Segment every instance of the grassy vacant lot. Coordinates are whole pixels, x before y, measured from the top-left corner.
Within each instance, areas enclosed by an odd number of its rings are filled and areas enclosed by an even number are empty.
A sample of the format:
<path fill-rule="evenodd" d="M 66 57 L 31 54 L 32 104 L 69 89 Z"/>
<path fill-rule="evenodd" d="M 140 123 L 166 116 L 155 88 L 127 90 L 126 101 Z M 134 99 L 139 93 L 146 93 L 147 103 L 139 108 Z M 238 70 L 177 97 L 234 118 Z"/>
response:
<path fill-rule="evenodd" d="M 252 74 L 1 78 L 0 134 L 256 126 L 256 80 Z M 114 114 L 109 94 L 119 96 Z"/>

+-------+

Rewrite the entries above, replacing "grassy vacant lot" with "paved parking lot" and leaving everything else the same.

Segment every instance of the paved parking lot. Coordinates are whole pixels, x before y, measured from the top-left corner.
Within each instance, areas enclosed by an odd number of its rings are filled and areas enclosed by an even number are empty.
A sample of the format:
<path fill-rule="evenodd" d="M 66 57 L 31 54 L 32 104 L 69 89 Z"/>
<path fill-rule="evenodd" d="M 140 123 L 166 116 L 155 88 L 127 90 L 126 101 Z M 134 99 L 139 93 L 146 93 L 147 103 L 139 108 Z M 238 70 L 177 97 L 234 118 Z"/>
response:
<path fill-rule="evenodd" d="M 252 74 L 1 78 L 0 134 L 256 126 L 256 80 Z M 114 114 L 109 94 L 119 96 Z"/>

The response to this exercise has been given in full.